Il y dit notamment, après avoir relaté sa découverte de
l’ETFE (que je connais pour ma part depuis une dizaine d’années mais
dont je n’avais pas perçu tout le potentiel jusqu’à l’année
dernière):
"Peut-être que l’application
potentielle la plus intéressante est Skybreak. Proposée par Buckminster
Fuller à ses étudiants comme l’application la plus pratique du
dôme géodésique à l’habitation, le concept Skybreak
consiste en une grande surface couverte par un dôme géodésique
transparent constituant un environnement clos pour une maison constituée
de structures modulaires indépendantes faites de matériaux légers
et confortables, et disposées dans un jardin paysager intérieur.
En bref, c’est comme de vivre dans une grande serre en se servant de maisons
de thé japonaises préfabriquées en guise de pièces,
avec des toits et des murs optionnels servant seulement à procurer de
l’ombre, un supplément d’isolation, et à préserver la vie
privée." (traduction personnelle).
Trouvant cette conception proche
de la mienne, je me suis empressé de chercher plus d’informations sur
ce fameux Skybreak de Fuller mais je n’ai pas trouvé grand chose.
Je ne sais pas si un prototype ou au moins une maquette a été
réalisée. De toute façon il y a un problème avec
Fuller et ceux qu’il a inspirés, c’est leur attachement que je trouve
excessif au dôme géodésique. Certes c’est une forme élégante
et un principe structurel remarquable, mais je lui trouve aussi de sérieuses
limites dont j’ai parlé dans le livre 1.

*Entrées du jeu de données:*
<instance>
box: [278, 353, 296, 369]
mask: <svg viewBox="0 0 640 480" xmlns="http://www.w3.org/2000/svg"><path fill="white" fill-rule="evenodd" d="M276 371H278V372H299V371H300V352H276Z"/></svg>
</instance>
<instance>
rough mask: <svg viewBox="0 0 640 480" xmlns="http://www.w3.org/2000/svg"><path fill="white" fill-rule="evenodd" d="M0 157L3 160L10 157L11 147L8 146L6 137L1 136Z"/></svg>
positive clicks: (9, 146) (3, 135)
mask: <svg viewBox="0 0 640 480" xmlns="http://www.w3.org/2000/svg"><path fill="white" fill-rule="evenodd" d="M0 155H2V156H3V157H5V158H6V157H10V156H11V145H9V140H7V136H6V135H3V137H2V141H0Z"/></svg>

*Mise en pratique:*
A) Reproduisez mot pour mot l’intégralité du texte sur le Skybreak de Fuller.
B) Renvoyez sans aucune modification le passage des enregistrements qui va de la ligne contenant "</instance>" jusqu’à la fin des enregistrements, ces deux limites incluses, et rien d’autre.

*Réponses successives:*
A)
Il y dit notamment, après avoir relaté sa découverte de
l’ETFE (que je connais pour ma part depuis une dizaine d’années mais
dont je n’avais pas perçu tout le potentiel jusqu’à l’année
dernière):
"Peut-être que l’application
potentielle la plus intéressante est Skybreak. Proposée par Buckminster
Fuller à ses étudiants comme l’application la plus pratique du
dôme géodésique à l’habitation, le concept Skybreak
consiste en une grande surface couverte par un dôme géodésique
transparent constituant un environnement clos pour une maison constituée
de structures modulaires indépendantes faites de matériaux légers
et confortables, et disposées dans un jardin paysager intérieur.
En bref, c’est comme de vivre dans une grande serre en se servant de maisons
de thé japonaises préfabriquées en guise de pièces,
avec des toits et des murs optionnels servant seulement à procurer de
l’ombre, un supplément d’isolation, et à préserver la vie
privée." (traduction personnelle).
Trouvant cette conception proche
de la mienne, je me suis empressé de chercher plus d’informations sur
ce fameux Skybreak de Fuller mais je n’ai pas trouvé grand chose.
Je ne sais pas si un prototype ou au moins une maquette a été
réalisée. De toute façon il y a un problème avec
Fuller et ceux qu’il a inspirés, c’est leur attachement que je trouve
excessif au dôme géodésique. Certes c’est une forme élégante
et un principe structurel remarquable, mais je lui trouve aussi de sérieuses
limites dont j’ai parlé dans le livre 1.

B)
</instance>
<instance>
rough mask: <svg viewBox="0 0 640 480" xmlns="http://www.w3.org/2000/svg"><path fill="white" fill-rule="evenodd" d="M0 157L3 160L10 157L11 147L8 146L6 137L1 136Z"/></svg>
positive clicks: (9, 146) (3, 135)
mask: <svg viewBox="0 0 640 480" xmlns="http://www.w3.org/2000/svg"><path fill="white" fill-rule="evenodd" d="M0 155H2V156H3V157H5V158H6V157H10V156H11V145H9V140H7V136H6V135H3V137H2V141H0Z"/></svg>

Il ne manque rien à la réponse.